**EXERCISE AIM**
In the material below, find the line that contains "# report the position of each instance of the blurred" and the line that contains "# report the position of each instance of the wooden", then write out exactly those two lines and everything between them.

▶

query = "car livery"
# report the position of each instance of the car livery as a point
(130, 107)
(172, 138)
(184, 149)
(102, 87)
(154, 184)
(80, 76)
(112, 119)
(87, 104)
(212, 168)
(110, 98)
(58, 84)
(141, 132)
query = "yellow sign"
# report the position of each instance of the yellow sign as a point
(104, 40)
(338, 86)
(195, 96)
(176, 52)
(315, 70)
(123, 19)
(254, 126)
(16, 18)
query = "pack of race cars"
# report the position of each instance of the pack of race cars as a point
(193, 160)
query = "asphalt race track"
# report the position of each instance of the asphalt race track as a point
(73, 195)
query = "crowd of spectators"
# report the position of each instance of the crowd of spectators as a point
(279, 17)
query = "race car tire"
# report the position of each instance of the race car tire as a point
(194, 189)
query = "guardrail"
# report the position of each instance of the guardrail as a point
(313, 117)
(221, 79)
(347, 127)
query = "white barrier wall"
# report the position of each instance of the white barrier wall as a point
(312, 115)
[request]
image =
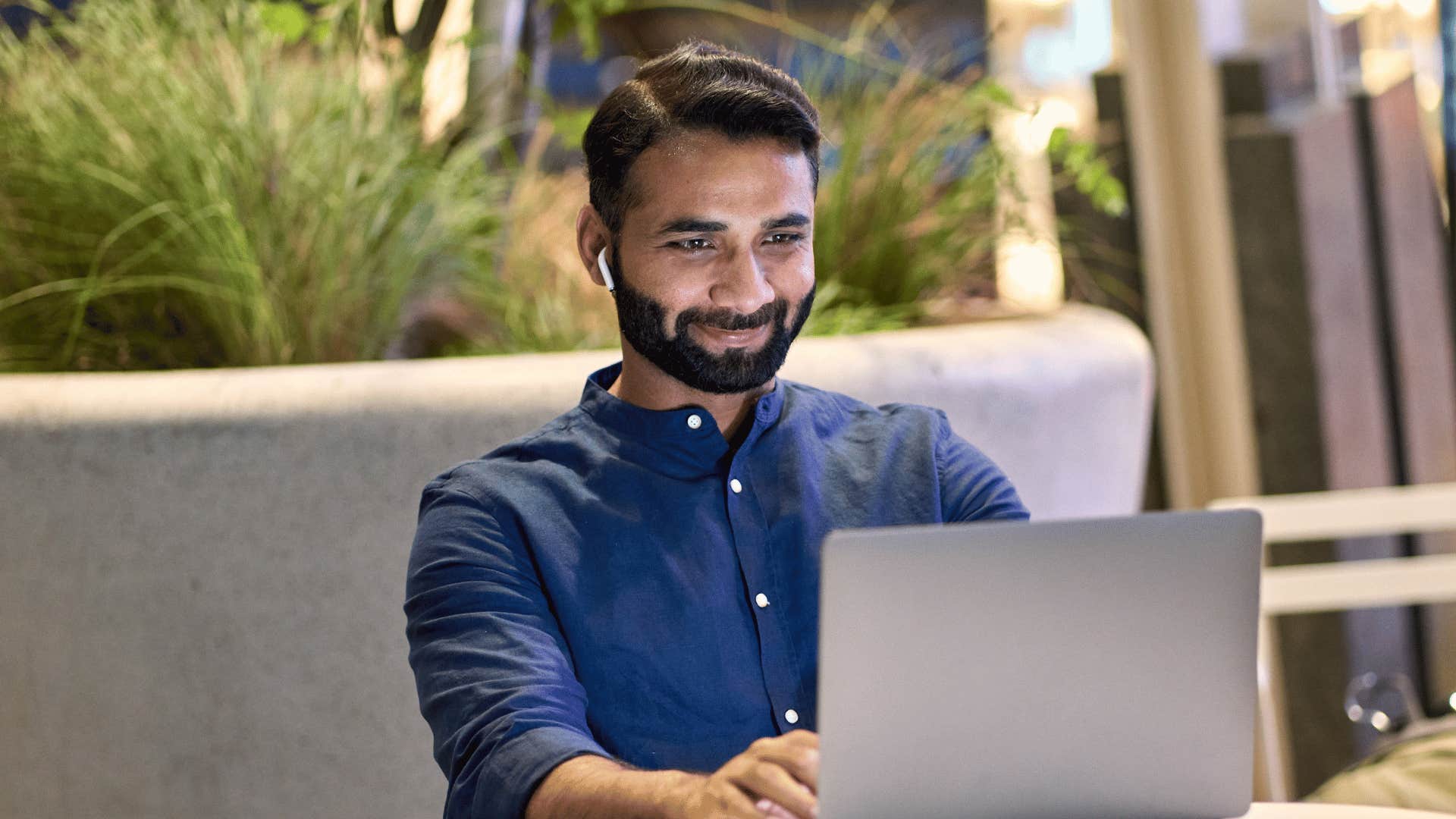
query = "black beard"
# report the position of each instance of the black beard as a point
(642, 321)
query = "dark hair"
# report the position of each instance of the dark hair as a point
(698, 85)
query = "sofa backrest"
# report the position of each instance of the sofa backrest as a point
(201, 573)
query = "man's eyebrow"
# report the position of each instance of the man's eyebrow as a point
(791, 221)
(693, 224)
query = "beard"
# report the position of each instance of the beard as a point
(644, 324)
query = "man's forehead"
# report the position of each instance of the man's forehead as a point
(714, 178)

◀
▶

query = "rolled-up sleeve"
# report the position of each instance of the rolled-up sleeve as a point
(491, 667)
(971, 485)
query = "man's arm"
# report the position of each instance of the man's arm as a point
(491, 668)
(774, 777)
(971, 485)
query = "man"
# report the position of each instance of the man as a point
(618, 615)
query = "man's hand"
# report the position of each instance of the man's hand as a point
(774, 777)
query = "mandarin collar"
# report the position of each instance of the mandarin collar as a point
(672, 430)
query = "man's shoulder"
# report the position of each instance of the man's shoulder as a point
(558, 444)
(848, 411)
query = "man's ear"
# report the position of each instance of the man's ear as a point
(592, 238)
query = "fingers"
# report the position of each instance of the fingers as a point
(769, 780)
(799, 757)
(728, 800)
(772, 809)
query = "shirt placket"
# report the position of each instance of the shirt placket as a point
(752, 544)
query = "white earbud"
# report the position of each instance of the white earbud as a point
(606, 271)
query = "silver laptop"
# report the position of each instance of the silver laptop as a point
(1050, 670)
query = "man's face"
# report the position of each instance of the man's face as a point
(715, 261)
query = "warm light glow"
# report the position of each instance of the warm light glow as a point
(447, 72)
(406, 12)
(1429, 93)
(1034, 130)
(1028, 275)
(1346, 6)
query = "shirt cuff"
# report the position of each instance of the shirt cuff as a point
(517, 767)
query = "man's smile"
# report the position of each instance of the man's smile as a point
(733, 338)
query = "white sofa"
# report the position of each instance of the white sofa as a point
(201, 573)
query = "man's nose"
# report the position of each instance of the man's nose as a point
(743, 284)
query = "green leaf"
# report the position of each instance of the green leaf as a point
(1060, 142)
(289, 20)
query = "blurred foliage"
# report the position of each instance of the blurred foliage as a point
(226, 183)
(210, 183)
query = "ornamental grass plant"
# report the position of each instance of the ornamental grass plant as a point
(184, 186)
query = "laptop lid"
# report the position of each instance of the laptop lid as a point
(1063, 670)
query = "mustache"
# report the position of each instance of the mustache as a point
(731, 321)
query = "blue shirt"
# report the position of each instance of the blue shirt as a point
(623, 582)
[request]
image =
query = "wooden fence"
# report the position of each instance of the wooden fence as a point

◀

**RESULT BELOW**
# report the position of each instance of the blurred foliage as a point
(226, 183)
(210, 183)
query = "ornamental grass plant"
# report the position of each instance of the ornamental grass plant as a point
(184, 186)
query = "laptop lid"
# report the position of each instance of the laptop lid as a point
(1063, 670)
query = "mustache"
# report the position of each instance of the mustache as a point
(731, 321)
query = "blue shirt"
# report the position of each instance of the blue shirt as a point
(623, 582)
[request]
image =
query = "wooden fence"
# report the position of each instance of the wooden fence as a point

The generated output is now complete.